- _TAREFAS_:
A – Como fica em inglês a frase "Não é por acaso que seu primeiro livro é dedicado ao estudo sobre a afasia, seguindo-se muitos outros sobre o tema.", do texto sobre Borges e a psicanálise?
B – Extraia do texto sobre Borges e a psicanálise o trecho entre "Sabemos o quanto" e "literário é ilusória.", inclusive.
C – Responda com base no texto sobre Borges e a psicanálise:
(i) Que idade tinha Freud durante a premiação do Goethe-Preis?
(ii) Quem leu a carta de Freud nessa ocasião?
(iii) Em que revista o texto foi publicado?

- _TEXTO PARA LEITURA_:
O outro: Borges e a psicanálise

borges

Publicado em Percurso. Revista de Psicanálise – Ano X – nº 20 – Págs. 155-156

Primeiro semestre de 1998

Por Marilúcia Mello Meireles

Psicanalista

 

Durante a premiação do Goethe-Preis, Freud aos 74 anos de idade volta a assina­lar, através de uma carta lida por sua filha Anna, os vínculos entre a psicanálise e a literatura enfatizando sobretudo que, antes de a psicanálise se constituir, a literatura já gravitava sobre ela.

 

Sabemos o quanto Shakespeare, Ibsen, Goethe, Sófocles, Schiller, Kleist, Dostoievski e outros foram decisivos na trajetória freudiana em direção ao inapreensível, ao estranho, ao inverossímil, ao desgarrado, ao sem sentido. Não é por acaso que seu primeiro livro é dedicado ao estudo sobre a afasia, se­guindo-se muitos outros sobre o tema. Em todos eles, encontramos sua visão audaz sobre a natureza da produção literária e que demonstra claramente que a apreensão definitiva de um texto literário é ilusória.

- _DADOS DE ORIGEM_:

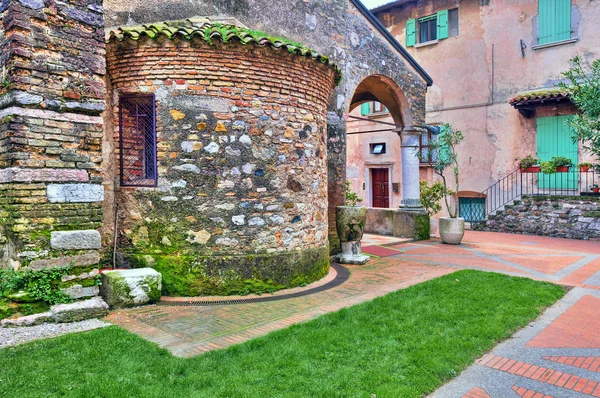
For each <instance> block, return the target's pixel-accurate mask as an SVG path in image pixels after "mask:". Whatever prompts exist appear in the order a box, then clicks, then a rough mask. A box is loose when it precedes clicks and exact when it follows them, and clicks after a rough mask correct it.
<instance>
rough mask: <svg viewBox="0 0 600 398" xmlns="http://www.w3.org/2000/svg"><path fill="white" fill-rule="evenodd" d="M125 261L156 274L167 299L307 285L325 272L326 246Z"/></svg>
mask: <svg viewBox="0 0 600 398" xmlns="http://www.w3.org/2000/svg"><path fill="white" fill-rule="evenodd" d="M129 258H130V261H131V264H132V265H133V266H134V267H135V268H145V267H150V268H153V269H155V270H156V271H158V272H160V273H161V274H162V278H163V280H162V292H163V294H164V295H167V296H188V297H189V296H203V295H224V296H227V295H239V294H251V293H268V292H275V291H277V290H281V289H284V288H292V287H296V286H302V285H306V284H309V283H311V282H314V281H316V280H318V279H320V278H322V277H324V276H325V275H327V273H328V272H329V248H328V247H327V246H324V247H321V248H314V249H306V250H303V251H290V252H285V253H272V254H265V253H262V254H257V255H245V256H193V255H170V256H165V255H156V254H146V255H141V254H136V255H132V256H130V257H129ZM227 265H229V268H227Z"/></svg>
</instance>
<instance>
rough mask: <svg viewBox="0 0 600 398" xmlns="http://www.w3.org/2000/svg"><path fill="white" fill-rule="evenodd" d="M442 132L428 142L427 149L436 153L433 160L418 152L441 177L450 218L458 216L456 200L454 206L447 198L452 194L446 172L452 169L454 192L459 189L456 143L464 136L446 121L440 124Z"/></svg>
mask: <svg viewBox="0 0 600 398" xmlns="http://www.w3.org/2000/svg"><path fill="white" fill-rule="evenodd" d="M441 130H442V133H441V134H440V135H439V136H438V137H437V139H436V140H432V141H431V142H430V143H429V150H430V151H433V152H435V153H437V154H438V156H437V159H436V161H435V162H433V161H431V160H430V159H424V158H423V156H422V154H421V153H418V156H419V157H420V159H421V161H423V160H426V161H427V163H428V164H429V165H430V166H431V167H432V168H433V171H434V172H435V174H437V175H438V176H440V177H441V178H442V185H443V187H444V201H445V203H446V208H447V209H448V214H449V215H450V217H452V218H456V217H458V202H457V203H455V204H454V206H451V205H450V201H449V200H448V198H449V197H450V196H451V195H452V191H451V190H450V189H449V188H448V181H447V178H446V173H447V171H448V169H450V170H452V176H453V177H454V184H455V189H456V192H458V191H459V190H460V189H459V187H460V181H459V168H458V152H457V147H458V145H459V144H460V143H461V142H463V141H464V139H465V136H464V134H463V133H462V131H460V130H454V129H453V128H452V126H451V125H450V124H448V123H446V124H444V125H442V126H441Z"/></svg>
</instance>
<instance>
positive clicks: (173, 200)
mask: <svg viewBox="0 0 600 398" xmlns="http://www.w3.org/2000/svg"><path fill="white" fill-rule="evenodd" d="M107 62H108V65H107V66H108V71H109V80H110V85H109V90H110V95H111V97H112V98H111V99H112V106H113V112H112V115H109V116H108V119H112V120H109V122H108V123H107V124H109V125H110V124H112V125H113V126H114V140H113V142H112V143H111V144H112V145H114V148H112V149H114V151H112V150H111V151H112V152H113V153H114V164H113V166H114V169H115V170H116V173H115V174H116V177H115V184H114V186H115V189H114V194H113V195H112V197H113V198H114V203H115V204H116V205H117V209H118V210H117V214H118V218H117V220H118V224H117V228H116V230H117V238H118V239H117V244H116V248H117V257H118V258H119V261H121V262H122V263H124V264H128V265H130V266H134V267H139V266H150V267H152V268H155V269H156V270H158V271H159V272H161V273H162V274H163V290H164V293H165V294H168V295H186V296H189V295H205V294H239V293H249V292H265V291H271V290H276V289H280V288H283V287H293V286H298V285H301V284H305V283H310V282H312V281H314V280H317V279H319V278H321V277H323V276H324V275H326V274H327V272H328V270H329V247H328V233H327V228H328V218H327V206H328V198H327V153H326V112H327V104H328V102H329V95H330V92H331V90H332V89H333V87H334V86H335V84H336V82H337V80H339V78H340V73H339V70H338V69H337V68H336V67H334V66H331V65H330V64H329V61H328V59H327V58H326V57H324V56H321V55H319V54H317V53H315V52H312V51H311V50H309V49H307V48H305V47H303V46H302V45H300V44H297V43H291V42H289V41H286V40H285V39H281V38H272V37H269V36H267V35H265V34H261V33H259V32H255V31H250V30H247V29H245V28H243V27H239V26H236V25H233V24H219V23H213V22H210V21H208V20H203V19H197V20H187V21H184V22H169V23H161V24H153V25H145V26H138V27H127V28H121V29H118V30H113V31H111V32H110V33H109V38H108V43H107ZM108 113H111V112H108ZM109 196H110V195H109Z"/></svg>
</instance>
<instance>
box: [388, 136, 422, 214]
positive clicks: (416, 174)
mask: <svg viewBox="0 0 600 398" xmlns="http://www.w3.org/2000/svg"><path fill="white" fill-rule="evenodd" d="M394 131H395V132H397V133H398V134H399V135H400V139H401V142H402V145H401V148H402V200H401V201H400V208H401V209H403V210H417V211H422V210H423V205H422V204H421V199H420V197H421V191H420V187H419V163H420V160H419V155H418V153H419V152H418V151H419V138H420V137H421V133H423V132H424V131H425V129H423V128H420V127H415V126H406V127H404V128H402V129H396V130H394Z"/></svg>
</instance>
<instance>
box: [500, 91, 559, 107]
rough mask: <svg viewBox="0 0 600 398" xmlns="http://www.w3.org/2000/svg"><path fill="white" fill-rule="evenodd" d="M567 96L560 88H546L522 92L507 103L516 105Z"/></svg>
mask: <svg viewBox="0 0 600 398" xmlns="http://www.w3.org/2000/svg"><path fill="white" fill-rule="evenodd" d="M568 96H569V92H568V91H566V90H564V89H563V88H561V87H546V88H538V89H534V90H527V91H522V92H520V93H518V94H517V95H515V96H514V97H513V98H511V100H510V101H509V102H510V104H513V105H514V104H518V103H521V102H524V101H535V100H546V99H560V98H565V97H568Z"/></svg>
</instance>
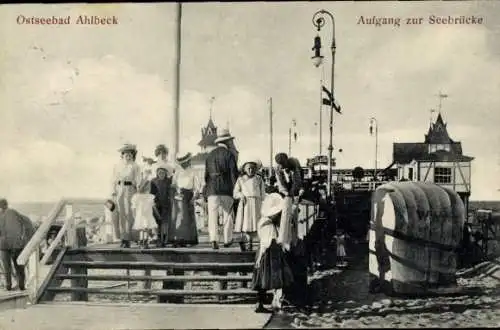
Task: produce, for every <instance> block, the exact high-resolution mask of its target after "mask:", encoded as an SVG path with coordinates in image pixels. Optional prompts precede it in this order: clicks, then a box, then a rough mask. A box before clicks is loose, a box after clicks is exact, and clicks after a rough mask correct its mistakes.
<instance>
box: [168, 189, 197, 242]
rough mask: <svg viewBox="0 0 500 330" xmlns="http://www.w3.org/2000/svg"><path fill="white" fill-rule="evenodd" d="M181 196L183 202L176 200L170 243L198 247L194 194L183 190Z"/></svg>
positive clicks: (169, 241)
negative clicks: (181, 197) (190, 245)
mask: <svg viewBox="0 0 500 330" xmlns="http://www.w3.org/2000/svg"><path fill="white" fill-rule="evenodd" d="M179 196H182V199H181V200H179V199H175V198H174V205H173V209H172V227H171V233H170V234H169V243H172V244H186V245H196V244H198V228H196V218H195V211H194V203H193V196H194V193H193V191H192V190H188V189H181V193H180V195H179Z"/></svg>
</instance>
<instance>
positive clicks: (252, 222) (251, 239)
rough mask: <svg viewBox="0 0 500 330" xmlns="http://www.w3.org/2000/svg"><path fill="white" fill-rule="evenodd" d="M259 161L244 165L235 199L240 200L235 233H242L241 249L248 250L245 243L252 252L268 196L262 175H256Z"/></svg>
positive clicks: (240, 245)
mask: <svg viewBox="0 0 500 330" xmlns="http://www.w3.org/2000/svg"><path fill="white" fill-rule="evenodd" d="M258 164H259V162H258V161H249V162H246V163H244V164H243V173H242V175H241V176H240V177H239V178H238V180H237V181H236V184H235V186H234V191H233V197H234V199H239V204H238V210H237V212H236V220H235V227H234V231H235V232H237V233H241V241H240V248H241V250H242V251H245V250H246V246H245V243H246V242H248V247H249V249H250V250H252V240H253V237H252V236H254V235H255V234H256V233H257V223H258V221H259V219H260V217H261V214H260V213H261V207H262V201H263V200H264V197H265V196H266V185H265V182H264V179H262V177H261V176H260V175H256V173H257V166H258Z"/></svg>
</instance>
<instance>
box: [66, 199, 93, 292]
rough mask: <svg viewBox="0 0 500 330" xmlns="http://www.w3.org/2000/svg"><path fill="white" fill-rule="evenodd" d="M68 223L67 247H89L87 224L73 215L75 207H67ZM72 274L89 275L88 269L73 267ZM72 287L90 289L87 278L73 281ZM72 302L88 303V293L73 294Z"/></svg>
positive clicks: (77, 267)
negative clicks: (84, 246)
mask: <svg viewBox="0 0 500 330" xmlns="http://www.w3.org/2000/svg"><path fill="white" fill-rule="evenodd" d="M66 221H67V222H68V232H67V237H66V238H67V241H66V242H67V246H68V247H69V248H78V247H84V246H87V235H86V233H85V222H84V221H82V219H81V216H80V215H76V216H75V215H74V214H73V206H72V205H67V206H66ZM70 273H71V274H77V275H87V268H85V267H79V266H76V267H72V268H71V270H70ZM71 287H72V288H75V287H78V288H88V280H87V278H78V279H72V280H71ZM71 301H88V293H87V292H72V293H71Z"/></svg>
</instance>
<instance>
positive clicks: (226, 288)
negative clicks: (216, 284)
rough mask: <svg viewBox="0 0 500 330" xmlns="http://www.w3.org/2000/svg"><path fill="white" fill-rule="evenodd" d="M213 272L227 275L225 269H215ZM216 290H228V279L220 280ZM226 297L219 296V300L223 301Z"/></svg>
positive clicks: (224, 296)
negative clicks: (225, 279) (220, 269)
mask: <svg viewBox="0 0 500 330" xmlns="http://www.w3.org/2000/svg"><path fill="white" fill-rule="evenodd" d="M213 274H214V275H219V276H227V272H225V271H214V272H213ZM215 290H218V291H219V290H220V291H223V290H227V281H218V282H217V285H216V287H215ZM226 298H227V297H226V296H218V297H217V300H219V301H223V300H225V299H226Z"/></svg>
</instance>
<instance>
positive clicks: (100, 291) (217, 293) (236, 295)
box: [47, 287, 257, 297]
mask: <svg viewBox="0 0 500 330" xmlns="http://www.w3.org/2000/svg"><path fill="white" fill-rule="evenodd" d="M47 290H48V291H52V292H57V293H70V292H87V293H94V294H109V295H142V296H144V295H155V296H177V297H179V296H219V297H222V296H226V297H227V296H256V295H257V292H256V291H253V290H250V289H235V290H158V289H150V290H146V289H138V290H113V289H100V288H81V287H73V288H71V287H48V288H47Z"/></svg>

- _RESPOSTAS DOS EXERCÍCIOS_:
A – It is no accident that his first book is devoted to the study of aphasia, followed by many others on the subject.

B –
Sabemos o quanto Shakespeare, Ibsen, Goethe, Sófocles, Schiller, Kleist, Dostoievski e outros foram decisivos na trajetória freudiana em direção ao inapreensível, ao estranho, ao inverossímil, ao desgarrado, ao sem sentido. Não é por acaso que seu primeiro livro é dedicado ao estudo sobre a afasia, se­guindo-se muitos outros sobre o tema. Em todos eles, encontramos sua visão audaz sobre a natureza da produção literária e que demonstra claramente que a apreensão definitiva de um texto literário é ilusória.

C –
(i) 74 anos.
(ii) Anna, filha de Freud.
(iii) Percurso. Revista de Psicanálise.